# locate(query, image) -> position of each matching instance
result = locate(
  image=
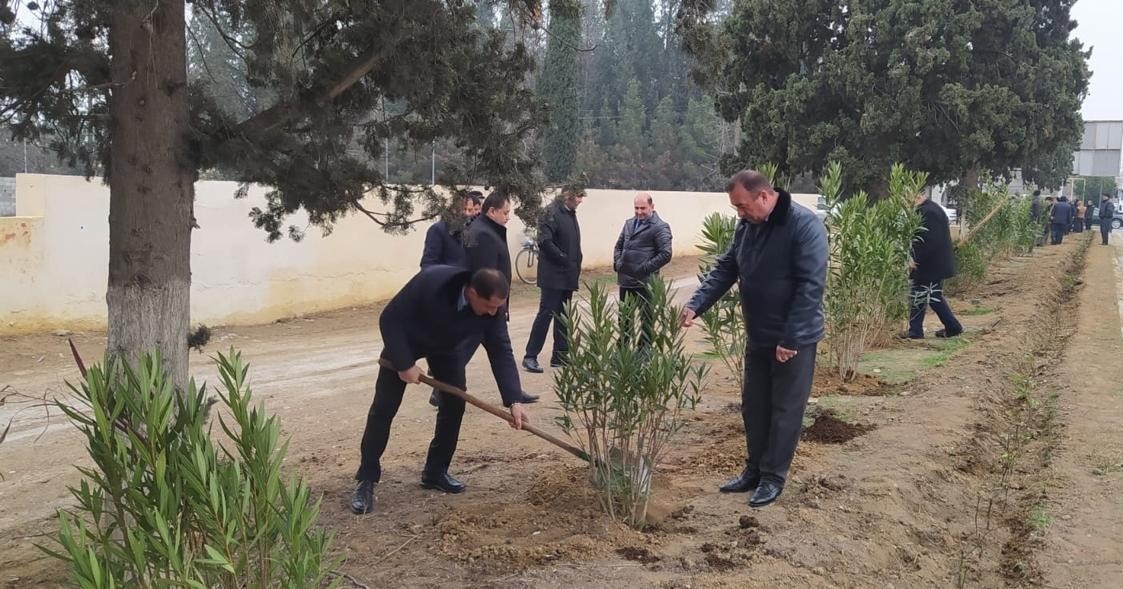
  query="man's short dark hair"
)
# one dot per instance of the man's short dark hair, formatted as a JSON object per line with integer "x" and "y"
{"x": 489, "y": 283}
{"x": 749, "y": 180}
{"x": 495, "y": 200}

·····

_What is needed_
From the entries above, return each line with the word "query" in it.

_Answer space_
# locate(query, image) -> position of each matching instance
  query="man's short dark hair"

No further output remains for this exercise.